-- Metin Bölümü --

________

Efendim ben de yazı yazmak yerine size bir durumu arz edeceğim. Ertuğrul Özkök Bey "Gecikmiş beyaz bayrak" başlıklı bir yazı kaleme aldı geçenlerde. Tam ortanca torunun deyimiyle "haşlama mı yapsam buğulamamı yapsam" tarzında bir yazı...
Ertuğrul Bey'in yazısı anında tepkiler geldi, Umur Talu, Ahmet Tezcan, Emin Pazarcı, Ahmet Taşgetiren, Ertuğrul Bey'in yazısını eleştirdiler. Sahneyi onlara bırakıyorum:
Güçlünün yanında olmanın dayanılmaz hafifliği
Ertuğrul Bey 23 Mart günü şunları yazdı:
"Bu fotoğrafı herhalde uzun zaman unutmayacağız. Çukurdan bozma bir siperde iki zavallı Iraklı asker. Birbirlerine sarılıp, öyle kıvrılıp kalmışlar. Birinin elinde bir beyaz bayrak. Ucu henüz siperden çıkmamış. Belli ki ölüm onları teslim olmaya hazırlanırken yakalamış. Yani gecikmiş bir beyaz bayrak....
İşte bu fotoğrafın arkasına geçmek istiyorum. O iki zavallı askeri, siper bile denemeyecek kadar iğreti çukurda bırakan diktatörün iki yakasına yapışmak, ondan hesap sormak istiyorum. O zavallıları orada bırakmış. Kendini koruyacak Cumhuriyet Muhafızları'nı ise Bağdat'a çekmiş.

________

(Toplanan veriler)

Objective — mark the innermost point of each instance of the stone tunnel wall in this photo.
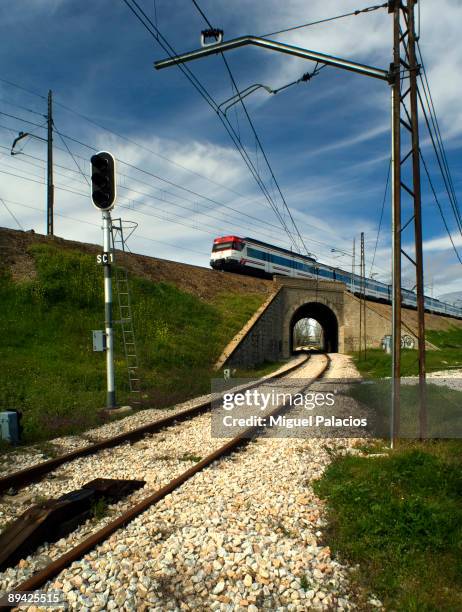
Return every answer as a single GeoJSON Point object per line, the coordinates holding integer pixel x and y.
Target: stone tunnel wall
{"type": "Point", "coordinates": [262, 341]}
{"type": "Point", "coordinates": [267, 336]}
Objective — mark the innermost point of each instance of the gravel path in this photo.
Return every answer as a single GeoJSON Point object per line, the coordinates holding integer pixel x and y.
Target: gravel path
{"type": "Point", "coordinates": [28, 456]}
{"type": "Point", "coordinates": [244, 534]}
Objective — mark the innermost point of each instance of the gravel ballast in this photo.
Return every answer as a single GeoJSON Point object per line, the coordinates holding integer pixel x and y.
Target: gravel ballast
{"type": "Point", "coordinates": [244, 534]}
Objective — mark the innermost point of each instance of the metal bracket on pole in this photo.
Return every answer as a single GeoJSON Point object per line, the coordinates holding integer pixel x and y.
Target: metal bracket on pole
{"type": "Point", "coordinates": [401, 39]}
{"type": "Point", "coordinates": [243, 41]}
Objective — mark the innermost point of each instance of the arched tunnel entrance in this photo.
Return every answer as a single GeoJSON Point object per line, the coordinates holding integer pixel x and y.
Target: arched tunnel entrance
{"type": "Point", "coordinates": [314, 325]}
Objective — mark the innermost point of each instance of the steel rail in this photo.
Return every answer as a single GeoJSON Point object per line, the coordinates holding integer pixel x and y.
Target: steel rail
{"type": "Point", "coordinates": [34, 473]}
{"type": "Point", "coordinates": [51, 570]}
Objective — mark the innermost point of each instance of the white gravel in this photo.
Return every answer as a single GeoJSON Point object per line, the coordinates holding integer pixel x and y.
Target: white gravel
{"type": "Point", "coordinates": [244, 534]}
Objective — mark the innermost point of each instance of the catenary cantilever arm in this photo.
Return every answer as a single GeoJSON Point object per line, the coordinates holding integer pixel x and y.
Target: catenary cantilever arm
{"type": "Point", "coordinates": [242, 41]}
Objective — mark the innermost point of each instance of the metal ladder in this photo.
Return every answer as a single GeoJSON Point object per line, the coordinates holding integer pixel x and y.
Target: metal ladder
{"type": "Point", "coordinates": [123, 298]}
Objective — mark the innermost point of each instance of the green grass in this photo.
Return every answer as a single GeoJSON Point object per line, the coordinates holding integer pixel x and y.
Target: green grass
{"type": "Point", "coordinates": [443, 404]}
{"type": "Point", "coordinates": [49, 370]}
{"type": "Point", "coordinates": [263, 369]}
{"type": "Point", "coordinates": [400, 518]}
{"type": "Point", "coordinates": [378, 364]}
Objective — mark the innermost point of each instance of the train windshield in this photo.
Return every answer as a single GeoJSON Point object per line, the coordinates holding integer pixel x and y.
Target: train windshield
{"type": "Point", "coordinates": [231, 244]}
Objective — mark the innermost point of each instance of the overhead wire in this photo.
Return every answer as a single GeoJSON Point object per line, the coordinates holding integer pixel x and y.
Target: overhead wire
{"type": "Point", "coordinates": [381, 217]}
{"type": "Point", "coordinates": [368, 9]}
{"type": "Point", "coordinates": [95, 225]}
{"type": "Point", "coordinates": [148, 24]}
{"type": "Point", "coordinates": [440, 207]}
{"type": "Point", "coordinates": [256, 136]}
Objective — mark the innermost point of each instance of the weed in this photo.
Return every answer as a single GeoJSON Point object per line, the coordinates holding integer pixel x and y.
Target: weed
{"type": "Point", "coordinates": [304, 582]}
{"type": "Point", "coordinates": [285, 531]}
{"type": "Point", "coordinates": [400, 518]}
{"type": "Point", "coordinates": [56, 379]}
{"type": "Point", "coordinates": [190, 457]}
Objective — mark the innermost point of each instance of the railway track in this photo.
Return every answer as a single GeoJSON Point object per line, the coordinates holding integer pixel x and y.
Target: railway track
{"type": "Point", "coordinates": [54, 568]}
{"type": "Point", "coordinates": [17, 480]}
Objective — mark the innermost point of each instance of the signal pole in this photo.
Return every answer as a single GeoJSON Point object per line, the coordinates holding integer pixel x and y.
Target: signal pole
{"type": "Point", "coordinates": [103, 184]}
{"type": "Point", "coordinates": [108, 323]}
{"type": "Point", "coordinates": [50, 186]}
{"type": "Point", "coordinates": [363, 294]}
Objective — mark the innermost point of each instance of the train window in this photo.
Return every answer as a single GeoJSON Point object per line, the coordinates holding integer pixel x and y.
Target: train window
{"type": "Point", "coordinates": [223, 246]}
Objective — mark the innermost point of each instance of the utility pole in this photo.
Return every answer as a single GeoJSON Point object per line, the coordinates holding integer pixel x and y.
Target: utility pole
{"type": "Point", "coordinates": [413, 71]}
{"type": "Point", "coordinates": [405, 39]}
{"type": "Point", "coordinates": [49, 141]}
{"type": "Point", "coordinates": [50, 186]}
{"type": "Point", "coordinates": [396, 227]}
{"type": "Point", "coordinates": [363, 294]}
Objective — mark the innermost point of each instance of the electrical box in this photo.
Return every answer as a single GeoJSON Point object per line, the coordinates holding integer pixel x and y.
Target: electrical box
{"type": "Point", "coordinates": [99, 341]}
{"type": "Point", "coordinates": [9, 426]}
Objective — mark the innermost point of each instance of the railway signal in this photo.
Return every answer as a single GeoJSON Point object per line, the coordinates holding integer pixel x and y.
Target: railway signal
{"type": "Point", "coordinates": [103, 195]}
{"type": "Point", "coordinates": [103, 183]}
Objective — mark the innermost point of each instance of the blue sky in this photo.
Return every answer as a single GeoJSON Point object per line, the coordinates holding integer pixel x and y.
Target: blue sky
{"type": "Point", "coordinates": [327, 140]}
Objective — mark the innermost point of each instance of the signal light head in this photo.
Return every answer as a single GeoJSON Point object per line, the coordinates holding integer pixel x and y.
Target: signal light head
{"type": "Point", "coordinates": [103, 181]}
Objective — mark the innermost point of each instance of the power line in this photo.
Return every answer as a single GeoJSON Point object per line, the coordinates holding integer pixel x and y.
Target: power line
{"type": "Point", "coordinates": [440, 208]}
{"type": "Point", "coordinates": [257, 138]}
{"type": "Point", "coordinates": [12, 214]}
{"type": "Point", "coordinates": [368, 9]}
{"type": "Point", "coordinates": [261, 221]}
{"type": "Point", "coordinates": [440, 150]}
{"type": "Point", "coordinates": [176, 246]}
{"type": "Point", "coordinates": [381, 217]}
{"type": "Point", "coordinates": [148, 25]}
{"type": "Point", "coordinates": [34, 93]}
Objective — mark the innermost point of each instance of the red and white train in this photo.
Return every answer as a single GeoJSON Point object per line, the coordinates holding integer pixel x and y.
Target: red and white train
{"type": "Point", "coordinates": [256, 258]}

________

-- Yapılacaklar --
[a] Metin bölümüne göre Ertuğrul Özkök'ün kaleme aldığı yazının başlığı nedir?
[b] Metin bölümünde "Efendim ben de" ile başlayıp "tarzında bir yazı..." ifadesine kadar süren kısmı kelimesi kelimesine aktarın.
[c] Metin bölümündeki "İşte bu fotoğrafın arkasına geçmek istiyorum" diye başlayan paragrafı, ana bilgilerini koruyarak kısa bir madde listesine dönüştürün.

-- Çıktılar --
[a] "Gecikmiş beyaz bayrak"

[b]
Efendim ben de yazı yazmak yerine size bir durumu arz edeceğim. Ertuğrul Özkök Bey "Gecikmiş beyaz bayrak" başlıklı bir yazı kaleme aldı geçenlerde. Tam ortanca torunun deyimiyle "haşlama mı yapsam buğulamamı yapsam" tarzında bir yazı...

[c]
- Yazar, fotoğrafın arkasına geçmek istiyor.
- İki askeri siper bile denemeyecek kadar iğreti bir çukurda bırakan diktatörden hesap sormak istiyor.
- Diktatör bu askerleri orada bırakmış, kendini koruyacak Cumhuriyet Muhafızları'nı ise Bağdat'a çekmiş.